Supplied text —
"Mom, I’m going to the mall" and other tales of metamorphosis

My oldest has been going through a strange metamorphosis since the last week of August, the first week of school here in La Belle Province. Although it isn’t complete yet (these delicate matters take time) it is well under way.

High school has been good to her so far. At least, the one she is attending has been good to her, which happens to be the one I work at (I think I mentioned this before). So I am in a unique position to see it happen. Not a teacher but the supervisor of a common space where she hangs out, I am finally that fly on the wall every parent dreams of being at one point or another.

But back to her metamorphosis. Indicative of this big change is that she no longer want to move to Victoria, for the first time since we moved to Montreal seven years ago. When I asked her why? She told me because her school was not there but here.

Let us pause at that. She loves her school so much she no longer wants to move back to a place she has always identified as her home. Her love of her school has finally made Montreal her home. I am still in shock.

Exercise data —
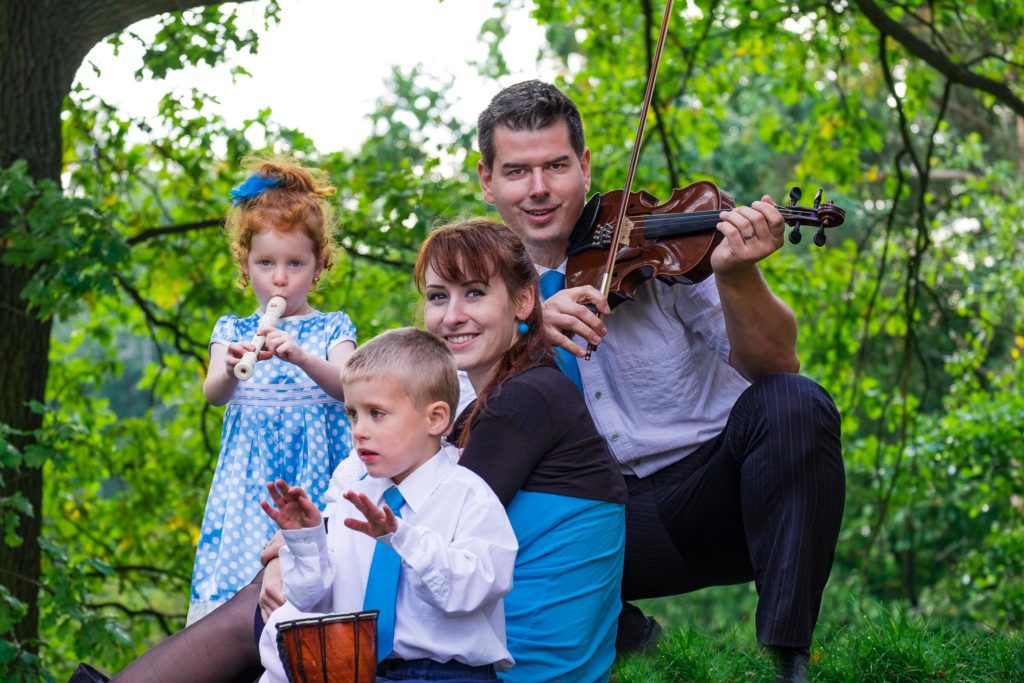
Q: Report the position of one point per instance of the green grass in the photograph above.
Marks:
(885, 645)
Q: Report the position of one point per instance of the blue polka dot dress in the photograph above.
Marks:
(280, 424)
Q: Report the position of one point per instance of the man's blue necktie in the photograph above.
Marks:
(552, 282)
(382, 586)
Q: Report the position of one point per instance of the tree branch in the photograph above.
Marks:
(151, 232)
(938, 60)
(98, 18)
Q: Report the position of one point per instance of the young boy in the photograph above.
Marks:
(456, 544)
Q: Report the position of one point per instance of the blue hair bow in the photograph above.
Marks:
(254, 185)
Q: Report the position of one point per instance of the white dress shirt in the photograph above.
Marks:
(458, 552)
(659, 383)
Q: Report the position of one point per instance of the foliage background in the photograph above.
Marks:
(911, 315)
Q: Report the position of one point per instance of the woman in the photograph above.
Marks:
(528, 434)
(531, 438)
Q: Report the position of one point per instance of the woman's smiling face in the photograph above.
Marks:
(478, 319)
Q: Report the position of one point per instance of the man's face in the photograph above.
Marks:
(539, 186)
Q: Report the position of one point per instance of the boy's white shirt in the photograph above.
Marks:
(458, 552)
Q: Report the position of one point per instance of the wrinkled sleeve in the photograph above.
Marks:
(472, 570)
(306, 566)
(345, 475)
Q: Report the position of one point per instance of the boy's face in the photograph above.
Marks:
(392, 435)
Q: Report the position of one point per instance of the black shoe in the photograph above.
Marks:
(646, 642)
(86, 674)
(792, 665)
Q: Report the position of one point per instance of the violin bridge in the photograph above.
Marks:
(624, 235)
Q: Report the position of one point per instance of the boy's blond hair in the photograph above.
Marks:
(417, 359)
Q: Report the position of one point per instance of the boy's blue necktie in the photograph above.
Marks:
(382, 586)
(551, 283)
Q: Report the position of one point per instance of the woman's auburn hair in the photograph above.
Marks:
(477, 250)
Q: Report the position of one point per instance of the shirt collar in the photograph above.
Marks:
(418, 486)
(561, 267)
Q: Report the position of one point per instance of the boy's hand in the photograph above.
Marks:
(295, 510)
(379, 520)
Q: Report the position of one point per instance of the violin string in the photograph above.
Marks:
(694, 218)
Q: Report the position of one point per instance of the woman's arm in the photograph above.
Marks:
(514, 432)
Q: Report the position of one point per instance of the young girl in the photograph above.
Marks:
(288, 420)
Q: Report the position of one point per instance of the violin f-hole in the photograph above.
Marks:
(795, 235)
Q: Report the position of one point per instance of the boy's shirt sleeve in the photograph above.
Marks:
(307, 566)
(469, 571)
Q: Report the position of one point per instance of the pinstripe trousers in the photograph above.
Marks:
(763, 501)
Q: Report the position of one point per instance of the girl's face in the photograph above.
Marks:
(283, 264)
(477, 319)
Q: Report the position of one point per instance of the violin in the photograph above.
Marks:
(673, 241)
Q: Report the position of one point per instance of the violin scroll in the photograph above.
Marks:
(820, 215)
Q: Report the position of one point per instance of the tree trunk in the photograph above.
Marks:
(42, 44)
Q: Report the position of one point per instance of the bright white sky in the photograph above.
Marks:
(323, 67)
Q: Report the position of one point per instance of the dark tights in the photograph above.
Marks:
(218, 648)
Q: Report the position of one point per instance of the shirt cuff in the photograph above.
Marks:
(306, 542)
(395, 539)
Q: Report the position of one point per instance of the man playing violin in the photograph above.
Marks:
(732, 460)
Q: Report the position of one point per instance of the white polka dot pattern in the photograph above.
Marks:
(278, 425)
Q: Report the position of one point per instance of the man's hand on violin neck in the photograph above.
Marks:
(566, 314)
(751, 235)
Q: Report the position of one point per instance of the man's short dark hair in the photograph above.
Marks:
(527, 105)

Work request 1 — List every named place in the metamorphosis story.
Work request 2 — In the metamorphosis story, what job does the writer hold at the daughter's high school?

Reply 1 —
La Belle Province
Victoria
Montreal

Reply 2 — The writer is the supervisor of a common space where the daughter hangs out.